*** Selected extract ***

The Diversity Colleges Want

A new study by Princeton sociologist Thomas Espenshade and his colleague Alexandria Radford is a real eye-opener in revealing just what sorts of students highly competitive colleges want--or don't want--on their campuses and how they structure their admissions policies to get the kind of "diversity" they seek. The Espenshade/Radford study draws from a new data set, the National Study of College Experience (NSCE), which was gathered from eight highly competitive public and private colleges and universities (entering freshmen SAT scores: 1360). Data was collected on over 245,000 applicants from three separate application years, and over 9,000 enrolled students filled out extensive questionnaires. Because of confidentiality agreements Espenshade and Radford could not name the institutions but they assure us that their statistical profile shows they fit nicely within the top 50 colleges and universities listed in the U.S. News & World Report ratings.

Consistent with other studies, though in much greater detail, Espenshade and Radford show the substantial admissions boost, particularly at the private colleges in their study, which Hispanic students get over whites, and the enormous advantage over whites given to blacks. They also show how Asians must do substantially better than whites in order to reap the same probabilities of acceptance to these same highly competitive private colleges. On an "other things equal basis," where adjustments are made for a variety of background factors, being Hispanic conferred an admissions boost over being white (for those who applied in 1997) equivalent to 130 SAT points (out of 1600), while being black rather than white conferred a 310 SAT point advantage. Asians, however, suffered an admissions penalty compared to whites equivalent to 140 SAT points.

*** Supplied material ***

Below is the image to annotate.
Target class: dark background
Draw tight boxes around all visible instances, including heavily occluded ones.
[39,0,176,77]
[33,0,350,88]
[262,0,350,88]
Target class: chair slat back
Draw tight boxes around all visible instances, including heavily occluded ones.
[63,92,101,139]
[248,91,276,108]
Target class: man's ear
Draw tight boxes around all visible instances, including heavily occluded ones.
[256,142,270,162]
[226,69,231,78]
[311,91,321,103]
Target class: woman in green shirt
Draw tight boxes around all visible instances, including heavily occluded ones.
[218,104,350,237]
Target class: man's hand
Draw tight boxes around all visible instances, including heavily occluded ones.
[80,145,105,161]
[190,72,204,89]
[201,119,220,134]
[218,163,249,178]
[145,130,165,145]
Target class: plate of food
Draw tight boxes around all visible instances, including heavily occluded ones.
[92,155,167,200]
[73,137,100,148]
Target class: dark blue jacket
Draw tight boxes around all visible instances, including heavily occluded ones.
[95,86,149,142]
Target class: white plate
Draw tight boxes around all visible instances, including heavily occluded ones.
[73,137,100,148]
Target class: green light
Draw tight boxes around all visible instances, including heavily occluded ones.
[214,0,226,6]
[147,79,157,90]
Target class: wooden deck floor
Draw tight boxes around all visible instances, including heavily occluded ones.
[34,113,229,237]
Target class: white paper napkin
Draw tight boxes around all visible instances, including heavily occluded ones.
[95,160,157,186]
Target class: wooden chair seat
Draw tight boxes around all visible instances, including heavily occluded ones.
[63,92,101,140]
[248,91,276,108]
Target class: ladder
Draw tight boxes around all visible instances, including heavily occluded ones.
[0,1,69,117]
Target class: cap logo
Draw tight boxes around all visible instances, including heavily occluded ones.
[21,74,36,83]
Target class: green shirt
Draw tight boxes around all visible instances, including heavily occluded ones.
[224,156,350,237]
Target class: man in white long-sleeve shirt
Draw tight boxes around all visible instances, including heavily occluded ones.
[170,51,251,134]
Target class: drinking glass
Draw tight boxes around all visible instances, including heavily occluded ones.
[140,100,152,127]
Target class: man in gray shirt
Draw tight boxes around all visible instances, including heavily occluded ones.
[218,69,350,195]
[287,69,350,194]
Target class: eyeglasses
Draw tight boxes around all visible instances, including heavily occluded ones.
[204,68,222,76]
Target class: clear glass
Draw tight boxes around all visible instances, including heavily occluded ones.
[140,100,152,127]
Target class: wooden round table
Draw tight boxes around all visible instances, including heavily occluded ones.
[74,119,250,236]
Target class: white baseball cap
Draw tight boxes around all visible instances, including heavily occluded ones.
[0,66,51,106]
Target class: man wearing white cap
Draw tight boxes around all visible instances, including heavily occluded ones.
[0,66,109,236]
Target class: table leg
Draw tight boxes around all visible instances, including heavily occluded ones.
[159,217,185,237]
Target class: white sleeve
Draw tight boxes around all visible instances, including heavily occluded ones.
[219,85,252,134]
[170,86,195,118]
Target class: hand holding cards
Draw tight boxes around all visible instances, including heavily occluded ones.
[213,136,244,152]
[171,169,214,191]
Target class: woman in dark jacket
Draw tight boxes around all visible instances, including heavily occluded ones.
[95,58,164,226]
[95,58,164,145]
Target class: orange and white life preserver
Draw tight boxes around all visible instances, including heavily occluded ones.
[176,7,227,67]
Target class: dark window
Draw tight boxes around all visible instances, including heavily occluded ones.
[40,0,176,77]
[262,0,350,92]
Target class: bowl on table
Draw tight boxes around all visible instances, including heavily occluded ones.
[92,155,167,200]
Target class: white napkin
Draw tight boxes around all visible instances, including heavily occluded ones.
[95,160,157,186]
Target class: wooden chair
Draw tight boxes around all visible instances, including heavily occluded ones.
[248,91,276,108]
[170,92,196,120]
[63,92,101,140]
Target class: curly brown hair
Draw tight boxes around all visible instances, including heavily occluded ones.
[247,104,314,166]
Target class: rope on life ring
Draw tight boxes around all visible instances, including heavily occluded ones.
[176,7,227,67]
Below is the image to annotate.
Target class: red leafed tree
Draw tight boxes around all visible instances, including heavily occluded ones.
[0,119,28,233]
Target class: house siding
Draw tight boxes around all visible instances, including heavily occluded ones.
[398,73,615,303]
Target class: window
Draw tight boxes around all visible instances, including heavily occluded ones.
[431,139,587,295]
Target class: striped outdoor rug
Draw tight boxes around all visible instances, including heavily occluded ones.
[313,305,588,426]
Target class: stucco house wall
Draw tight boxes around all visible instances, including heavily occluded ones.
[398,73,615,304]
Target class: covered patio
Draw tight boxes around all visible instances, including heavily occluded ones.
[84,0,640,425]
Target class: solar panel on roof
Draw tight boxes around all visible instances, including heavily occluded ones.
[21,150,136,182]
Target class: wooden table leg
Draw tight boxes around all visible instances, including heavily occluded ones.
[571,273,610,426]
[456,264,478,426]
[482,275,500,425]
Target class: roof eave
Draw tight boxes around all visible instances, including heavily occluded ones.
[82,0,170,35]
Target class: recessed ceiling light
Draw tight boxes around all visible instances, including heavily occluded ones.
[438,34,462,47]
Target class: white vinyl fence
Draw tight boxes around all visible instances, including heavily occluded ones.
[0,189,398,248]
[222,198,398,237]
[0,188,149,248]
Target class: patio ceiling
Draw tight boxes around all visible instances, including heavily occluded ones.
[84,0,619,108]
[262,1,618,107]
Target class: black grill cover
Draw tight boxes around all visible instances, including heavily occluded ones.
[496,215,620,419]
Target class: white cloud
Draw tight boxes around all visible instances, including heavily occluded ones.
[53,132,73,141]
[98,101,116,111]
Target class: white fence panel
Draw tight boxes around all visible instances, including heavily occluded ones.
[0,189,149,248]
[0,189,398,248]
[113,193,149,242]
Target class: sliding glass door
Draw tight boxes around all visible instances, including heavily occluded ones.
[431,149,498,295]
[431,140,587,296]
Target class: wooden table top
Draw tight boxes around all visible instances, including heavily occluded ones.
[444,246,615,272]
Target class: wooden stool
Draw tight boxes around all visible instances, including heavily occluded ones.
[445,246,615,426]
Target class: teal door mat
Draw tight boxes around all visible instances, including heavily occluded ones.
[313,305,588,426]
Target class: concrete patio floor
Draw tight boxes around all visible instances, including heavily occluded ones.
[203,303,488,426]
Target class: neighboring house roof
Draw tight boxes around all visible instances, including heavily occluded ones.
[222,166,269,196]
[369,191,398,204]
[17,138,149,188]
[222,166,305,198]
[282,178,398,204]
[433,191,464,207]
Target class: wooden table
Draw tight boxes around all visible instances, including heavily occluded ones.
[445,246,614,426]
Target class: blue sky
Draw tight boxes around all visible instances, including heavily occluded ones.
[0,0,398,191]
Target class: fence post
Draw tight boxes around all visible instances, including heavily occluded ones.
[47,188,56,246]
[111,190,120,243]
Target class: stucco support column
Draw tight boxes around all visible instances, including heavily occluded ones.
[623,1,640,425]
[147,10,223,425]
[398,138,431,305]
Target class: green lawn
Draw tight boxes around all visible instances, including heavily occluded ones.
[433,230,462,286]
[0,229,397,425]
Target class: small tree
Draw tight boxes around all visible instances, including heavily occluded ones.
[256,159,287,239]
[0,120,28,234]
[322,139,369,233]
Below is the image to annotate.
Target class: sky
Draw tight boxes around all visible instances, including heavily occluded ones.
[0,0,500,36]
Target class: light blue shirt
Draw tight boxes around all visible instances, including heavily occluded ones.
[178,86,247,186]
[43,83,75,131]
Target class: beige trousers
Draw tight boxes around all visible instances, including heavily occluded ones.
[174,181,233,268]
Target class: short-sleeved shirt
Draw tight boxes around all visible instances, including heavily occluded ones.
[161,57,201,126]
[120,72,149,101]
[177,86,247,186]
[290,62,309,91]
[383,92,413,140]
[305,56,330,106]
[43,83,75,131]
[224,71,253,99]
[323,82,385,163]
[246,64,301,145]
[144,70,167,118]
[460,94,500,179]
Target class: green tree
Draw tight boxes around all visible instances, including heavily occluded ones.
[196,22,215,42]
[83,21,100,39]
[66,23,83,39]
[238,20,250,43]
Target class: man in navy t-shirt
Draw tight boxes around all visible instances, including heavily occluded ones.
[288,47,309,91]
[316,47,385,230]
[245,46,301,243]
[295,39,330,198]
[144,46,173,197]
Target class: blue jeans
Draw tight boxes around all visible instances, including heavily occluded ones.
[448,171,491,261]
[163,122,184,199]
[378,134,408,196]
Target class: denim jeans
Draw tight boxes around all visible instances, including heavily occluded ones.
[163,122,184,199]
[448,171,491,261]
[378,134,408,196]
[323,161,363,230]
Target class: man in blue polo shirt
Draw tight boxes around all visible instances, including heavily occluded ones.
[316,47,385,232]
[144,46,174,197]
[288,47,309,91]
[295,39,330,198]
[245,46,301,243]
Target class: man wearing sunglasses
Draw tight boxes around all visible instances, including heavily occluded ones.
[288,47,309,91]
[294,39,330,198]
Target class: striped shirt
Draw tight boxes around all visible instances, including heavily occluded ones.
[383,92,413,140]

***

## [Required work]
A. For each statement below, answer yes or no according to the excerpt on college admissions, and quote the words of the excerpt that decide it.
(i) The NSCE data was gathered from eight colleges and universities.
(ii) Espenshade and Radford named the institutions in their study.
(iii) Being Hispanic rather than white conferred an admissions boost equivalent to 310 SAT points.
B. Answer these questions from the excerpt on college admissions.
(i) On how many applicants was data collected?
(ii) What entering freshmen SAT score is given for the colleges in the study?
(iii) How large, in SAT points, was the admissions penalty Asians suffered compared to whites?
C. Copy out the passage of the excerpt on college admissions starting at "Consistent with other" and ending at "140 SAT points.".

## [Task-by-task outputs]
A.
(i) Yes: "which was gathered from eight highly competitive public and private colleges and universities"
(ii) No: "Espenshade and Radford could not name the institutions"
(iii) No: "being Hispanic conferred an admissions boost over being white (for those who applied in 1997) equivalent to 130 SAT points (out of 1600)"

B.
(i) Over 245,000 applicants
(ii) 1360
(iii) 140 SAT points

C.
Consistent with other studies, though in much greater detail, Espenshade and Radford show the substantial admissions boost, particularly at the private colleges in their study, which Hispanic students get over whites, and the enormous advantage over whites given to blacks. They also show how Asians must do substantially better than whites in order to reap the same probabilities of acceptance to these same highly competitive private colleges. On an "other things equal basis," where adjustments are made for a variety of background factors, being Hispanic conferred an admissions boost over being white (for those who applied in 1997) equivalent to 130 SAT points (out of 1600), while being black rather than white conferred a 310 SAT point advantage. Asians, however, suffered an admissions penalty compared to whites equivalent to 140 SAT points.